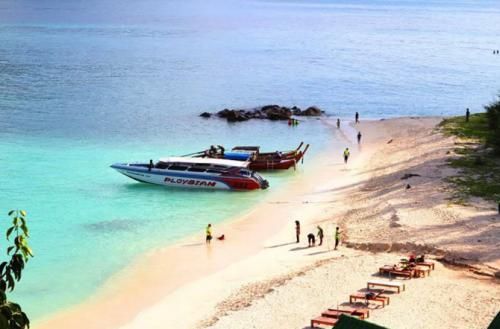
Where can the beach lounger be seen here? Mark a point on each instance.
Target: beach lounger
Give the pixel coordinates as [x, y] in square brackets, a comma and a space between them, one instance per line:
[324, 321]
[428, 264]
[422, 271]
[336, 314]
[388, 269]
[362, 296]
[399, 286]
[362, 312]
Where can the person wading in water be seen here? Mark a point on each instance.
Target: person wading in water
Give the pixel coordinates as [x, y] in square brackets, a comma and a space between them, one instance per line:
[346, 154]
[297, 230]
[209, 234]
[337, 237]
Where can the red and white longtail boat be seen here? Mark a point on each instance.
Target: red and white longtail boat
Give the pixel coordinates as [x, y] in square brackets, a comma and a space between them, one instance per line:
[260, 160]
[204, 173]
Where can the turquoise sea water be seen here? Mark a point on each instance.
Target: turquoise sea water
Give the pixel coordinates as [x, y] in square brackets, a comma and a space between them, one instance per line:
[86, 84]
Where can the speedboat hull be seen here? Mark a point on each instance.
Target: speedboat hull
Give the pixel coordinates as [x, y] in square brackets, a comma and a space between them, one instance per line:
[141, 173]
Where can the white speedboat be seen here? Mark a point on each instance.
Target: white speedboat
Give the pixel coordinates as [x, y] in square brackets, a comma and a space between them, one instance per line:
[187, 172]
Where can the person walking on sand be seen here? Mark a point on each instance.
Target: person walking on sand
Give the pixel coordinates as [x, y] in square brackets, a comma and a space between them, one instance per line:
[208, 233]
[297, 230]
[337, 237]
[320, 235]
[311, 241]
[346, 154]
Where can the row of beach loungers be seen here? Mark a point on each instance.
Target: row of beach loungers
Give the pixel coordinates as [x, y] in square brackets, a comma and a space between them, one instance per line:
[375, 293]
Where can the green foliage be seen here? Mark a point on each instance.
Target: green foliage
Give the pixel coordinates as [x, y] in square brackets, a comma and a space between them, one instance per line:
[476, 129]
[493, 115]
[11, 314]
[478, 159]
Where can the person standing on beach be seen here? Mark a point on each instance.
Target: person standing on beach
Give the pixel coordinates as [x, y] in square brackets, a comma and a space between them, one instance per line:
[311, 240]
[337, 237]
[346, 154]
[209, 234]
[320, 235]
[297, 230]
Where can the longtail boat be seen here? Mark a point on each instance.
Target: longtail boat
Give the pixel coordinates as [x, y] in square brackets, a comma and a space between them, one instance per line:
[278, 160]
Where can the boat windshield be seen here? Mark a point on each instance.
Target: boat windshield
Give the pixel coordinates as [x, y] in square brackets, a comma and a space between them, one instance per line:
[245, 173]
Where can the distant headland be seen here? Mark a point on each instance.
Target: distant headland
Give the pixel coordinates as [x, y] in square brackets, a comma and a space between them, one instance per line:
[269, 112]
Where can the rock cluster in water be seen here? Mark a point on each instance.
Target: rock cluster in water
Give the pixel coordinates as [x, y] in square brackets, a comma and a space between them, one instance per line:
[269, 112]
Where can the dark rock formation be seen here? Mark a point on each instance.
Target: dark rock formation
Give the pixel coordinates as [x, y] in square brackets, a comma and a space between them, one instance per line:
[311, 111]
[269, 112]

- _Exercise directions_
Repeat each line of the material exactly, please, and skip every picture.

- _Written answer_
Where can the beach lounger be seen here? Mark a point on each instance.
Target: beach lounger
Give the pixel coordinates as [x, y] in square brackets, a comma and a space between them, one instance per line:
[324, 321]
[428, 264]
[422, 271]
[336, 314]
[388, 269]
[362, 296]
[399, 286]
[362, 312]
Where can the person wading in water be seen here? Mark a point on each instance.
Target: person wading in water
Give the pixel coordinates as [x, y] in square brackets, a comma and a space between them, one instance per line:
[346, 154]
[297, 230]
[209, 234]
[337, 237]
Where can the red and white longtail boat be seen here? Mark a point on each instance.
Target: red and white longtail boat
Give the pixel coordinates as [x, y] in square brackets, a comma and a space between them, one instance per line:
[260, 160]
[204, 173]
Where can the turquoise sea water be seen here? Mark a point on each instance.
Target: turquoise sea water
Give the pixel coordinates as [x, y] in square brackets, a comma and a space between them, one instance per line:
[86, 84]
Where can the speedboat hull be seen here? Mark a point on each instance.
Target: speedboat hull
Give the pixel coordinates as [x, y] in square brackets, a comma and a space between them, one instance per line:
[141, 173]
Where can the white speedboat be seen here? Mark a point on each instance.
Target: white speedboat
Give the pixel coordinates as [x, y] in square brackets, a comma and a space between them, one instance per line:
[187, 172]
Where can the person walking on sand be seen here? Mark a point on each instance.
Target: person walking on sand
Give the pixel coordinates as [x, y] in square brackets, a comma and a space between them, one instance per line:
[208, 233]
[297, 230]
[337, 237]
[320, 235]
[311, 241]
[346, 154]
Where can the row of beach loungers be seen here? Mark a point on each instance.
Target: row of beach loungers
Give the pixel coordinates as [x, y] in square brackets, a comma and a space between them, one instance per line:
[375, 293]
Where can the green foliage be seen here? Mark a point on each instance.
Target: green foliage
Give the pixel coordinates as [x, y] in square brackets, a comma and a space between them, one instance per line:
[476, 129]
[493, 115]
[11, 314]
[478, 159]
Where can the person standing on beach be seen here? Mark a point on each instance.
Target: person standing on beach
Give the pixel coordinates as [x, y] in square brackets, a comma and a space between them, one instance per line:
[311, 240]
[337, 237]
[346, 154]
[209, 234]
[320, 235]
[297, 230]
Where can the longtail boat be seen here? Mark a point on each instance.
Target: longtail boat
Give the pixel coordinates as [x, y] in square brackets, a comma and a space between them, one instance per line:
[278, 160]
Where can the boat windshield be seen here? Mark a point on each instance.
Target: boat windshield
Give the pixel coordinates as [x, y] in square brackets, a comma and a space between them, one instance per line:
[245, 173]
Where can the distant headland be seen here? Mark a point on each instance.
Target: distant headland
Give the pixel coordinates as [x, y] in square brackets, a comma and a space between them, one instance per line:
[269, 112]
Where can the rock cluster in water be seen here? Mark a point on each instance.
Target: rock cluster in water
Give the pixel coordinates as [x, y] in square brackets, a comma and a space between them, one instance per line:
[269, 112]
Where can the dark rock formation be seen here? Mark a point on each instance.
Target: dark rock formation
Give the pixel coordinates as [x, y] in square brackets, a comma and a space between them, one instance per line:
[311, 111]
[269, 112]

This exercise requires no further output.